>> START
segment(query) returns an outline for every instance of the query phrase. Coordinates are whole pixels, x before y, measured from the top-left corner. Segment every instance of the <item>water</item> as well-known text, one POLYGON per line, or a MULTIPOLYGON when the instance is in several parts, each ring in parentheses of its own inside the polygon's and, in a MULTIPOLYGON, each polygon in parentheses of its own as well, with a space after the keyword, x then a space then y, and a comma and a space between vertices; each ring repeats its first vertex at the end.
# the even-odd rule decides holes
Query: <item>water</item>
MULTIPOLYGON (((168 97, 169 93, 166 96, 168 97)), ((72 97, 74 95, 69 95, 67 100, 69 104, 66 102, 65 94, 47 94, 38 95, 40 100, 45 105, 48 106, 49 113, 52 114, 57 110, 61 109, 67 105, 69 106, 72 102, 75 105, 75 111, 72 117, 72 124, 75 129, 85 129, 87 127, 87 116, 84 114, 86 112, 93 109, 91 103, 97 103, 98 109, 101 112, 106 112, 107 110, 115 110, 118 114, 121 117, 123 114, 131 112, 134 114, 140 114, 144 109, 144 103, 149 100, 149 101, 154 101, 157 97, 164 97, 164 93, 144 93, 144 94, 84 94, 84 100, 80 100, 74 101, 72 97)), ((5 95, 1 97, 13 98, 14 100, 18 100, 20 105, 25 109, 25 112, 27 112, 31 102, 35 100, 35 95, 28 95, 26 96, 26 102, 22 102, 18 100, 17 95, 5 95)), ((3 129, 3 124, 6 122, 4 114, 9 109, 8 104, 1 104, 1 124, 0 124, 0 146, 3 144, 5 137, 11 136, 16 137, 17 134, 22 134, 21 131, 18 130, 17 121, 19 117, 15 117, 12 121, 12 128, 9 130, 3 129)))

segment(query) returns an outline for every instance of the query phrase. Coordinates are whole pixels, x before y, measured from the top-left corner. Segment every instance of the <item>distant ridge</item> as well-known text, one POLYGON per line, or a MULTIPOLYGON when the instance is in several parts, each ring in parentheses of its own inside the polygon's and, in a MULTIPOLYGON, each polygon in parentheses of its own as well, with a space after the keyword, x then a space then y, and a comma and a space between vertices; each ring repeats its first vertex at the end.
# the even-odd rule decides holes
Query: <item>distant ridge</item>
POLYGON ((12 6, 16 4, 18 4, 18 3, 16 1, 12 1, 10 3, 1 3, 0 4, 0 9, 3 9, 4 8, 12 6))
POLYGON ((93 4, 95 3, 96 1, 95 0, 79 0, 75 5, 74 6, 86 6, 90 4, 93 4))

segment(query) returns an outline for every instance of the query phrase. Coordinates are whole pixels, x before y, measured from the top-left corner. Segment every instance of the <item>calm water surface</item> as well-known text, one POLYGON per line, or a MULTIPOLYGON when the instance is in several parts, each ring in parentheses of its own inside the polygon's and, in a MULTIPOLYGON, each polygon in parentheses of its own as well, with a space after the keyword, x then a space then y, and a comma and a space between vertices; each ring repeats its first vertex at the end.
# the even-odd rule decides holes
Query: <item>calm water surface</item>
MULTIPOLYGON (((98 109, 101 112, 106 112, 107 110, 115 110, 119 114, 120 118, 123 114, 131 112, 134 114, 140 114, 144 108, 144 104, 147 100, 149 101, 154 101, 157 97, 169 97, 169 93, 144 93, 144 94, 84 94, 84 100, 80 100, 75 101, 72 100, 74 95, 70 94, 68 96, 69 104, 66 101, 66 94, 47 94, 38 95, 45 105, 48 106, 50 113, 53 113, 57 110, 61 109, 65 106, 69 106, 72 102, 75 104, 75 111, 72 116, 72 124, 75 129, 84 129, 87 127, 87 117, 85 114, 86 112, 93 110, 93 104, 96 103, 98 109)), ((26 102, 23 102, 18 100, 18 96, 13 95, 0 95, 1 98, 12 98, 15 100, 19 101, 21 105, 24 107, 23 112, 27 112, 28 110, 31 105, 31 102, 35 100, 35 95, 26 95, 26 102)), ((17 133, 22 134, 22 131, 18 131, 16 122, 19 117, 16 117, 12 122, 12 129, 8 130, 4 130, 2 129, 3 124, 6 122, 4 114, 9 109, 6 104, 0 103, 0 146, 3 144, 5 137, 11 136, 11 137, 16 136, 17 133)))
>> END
Extract the complete set of records unchanged.

segment(query) returns an outline for every instance of the query phrase. Coordinates are whole pixels, x before y, measured from the top-left corner. Segment every instance of the <item>water</item> as well-known text, one POLYGON per line, or a MULTIPOLYGON when the instance is in several parts, each ring in parentheses of its own inside the polygon's and, in a MULTIPOLYGON, each polygon in parentheses of its own as well, with a space after the keyword, x then a space then y, and a comma and a space between vertices; each ring repeats its first vertex at the end.
# the even-odd rule decides holes
Query: <item>water</item>
MULTIPOLYGON (((168 97, 169 93, 166 96, 168 97)), ((72 97, 74 95, 69 95, 67 100, 69 104, 66 102, 65 94, 47 94, 38 95, 40 100, 45 105, 48 106, 49 113, 52 114, 57 110, 61 109, 67 105, 69 106, 72 102, 75 105, 75 111, 72 117, 72 124, 75 129, 85 129, 87 127, 87 116, 84 114, 86 112, 93 109, 91 103, 97 103, 98 109, 101 112, 106 112, 107 110, 115 110, 118 114, 121 117, 123 114, 131 112, 134 114, 140 114, 144 109, 144 103, 149 100, 149 101, 154 101, 157 97, 164 97, 164 93, 144 93, 144 94, 84 94, 84 100, 80 100, 74 101, 72 97)), ((5 95, 1 97, 13 98, 14 100, 18 100, 20 105, 25 109, 25 112, 27 112, 31 102, 35 100, 35 95, 28 95, 26 96, 26 102, 22 102, 18 100, 17 95, 5 95)), ((3 129, 3 124, 6 122, 4 114, 9 109, 8 104, 1 104, 1 124, 0 124, 0 146, 3 144, 5 137, 11 136, 16 137, 17 134, 22 134, 21 131, 18 130, 17 121, 19 117, 15 117, 12 121, 12 128, 9 130, 3 129)))

segment(query) returns an outline for every instance of the query phrase. Coordinates are whole pixels, x before y, measured from the top-left corner. Segment every instance of the <item>distant ridge</item> as well-known text, one POLYGON per line, or a MULTIPOLYGON when the instance is in several parts, each ring in parentheses of its own inside the polygon's and, in a MULTIPOLYGON, each polygon in parentheses of its own as well, with a space after the keyword, x then a space then y, and a comma and a space between vertices; each ring repeats its first vertex at the end.
# the even-odd rule decides holes
Query: <item>distant ridge</item>
POLYGON ((12 6, 16 4, 18 4, 18 3, 16 1, 12 1, 10 3, 1 3, 0 4, 0 9, 3 9, 4 8, 12 6))
POLYGON ((93 4, 95 3, 96 1, 95 0, 79 0, 75 5, 74 6, 86 6, 90 4, 93 4))

segment(query) returns an outline for every instance of the query phrase. Coordinates are whole pixels, x before y, measured from the top-left corner. Segment every instance of the <item>calm water surface</item> as well-known text, one POLYGON per line, or a MULTIPOLYGON when the instance is in several parts, each ring in parentheses of its own inside the polygon's and, in a MULTIPOLYGON, each polygon in parentheses of its own as well, with a space after the keyword, x then a space then y, and a comma and a space between vertices; each ring repeats its first vertex at the end.
# the even-odd rule decides holes
Query: <item>calm water surface</item>
MULTIPOLYGON (((98 109, 101 112, 106 112, 107 110, 115 110, 119 114, 120 118, 123 114, 131 112, 134 114, 140 114, 144 108, 144 104, 147 100, 149 101, 154 101, 157 97, 169 97, 169 93, 144 93, 144 94, 84 94, 84 100, 80 100, 75 101, 72 100, 74 95, 70 94, 68 96, 69 104, 66 101, 66 94, 47 94, 38 95, 45 105, 48 106, 50 113, 53 113, 57 110, 61 109, 65 106, 69 106, 72 102, 75 104, 75 111, 72 116, 72 124, 75 129, 84 129, 87 127, 87 117, 85 114, 86 112, 93 110, 93 104, 96 103, 98 109)), ((26 102, 23 102, 18 100, 18 96, 13 95, 0 95, 1 98, 12 98, 15 100, 19 101, 21 105, 24 107, 23 112, 27 112, 28 110, 31 105, 31 102, 35 100, 35 95, 26 95, 26 102)), ((17 133, 22 134, 22 131, 18 131, 16 122, 19 117, 16 117, 12 122, 12 129, 8 130, 4 130, 2 129, 3 124, 6 122, 4 114, 9 109, 6 104, 0 103, 0 146, 3 144, 5 137, 11 136, 11 137, 16 136, 17 133)))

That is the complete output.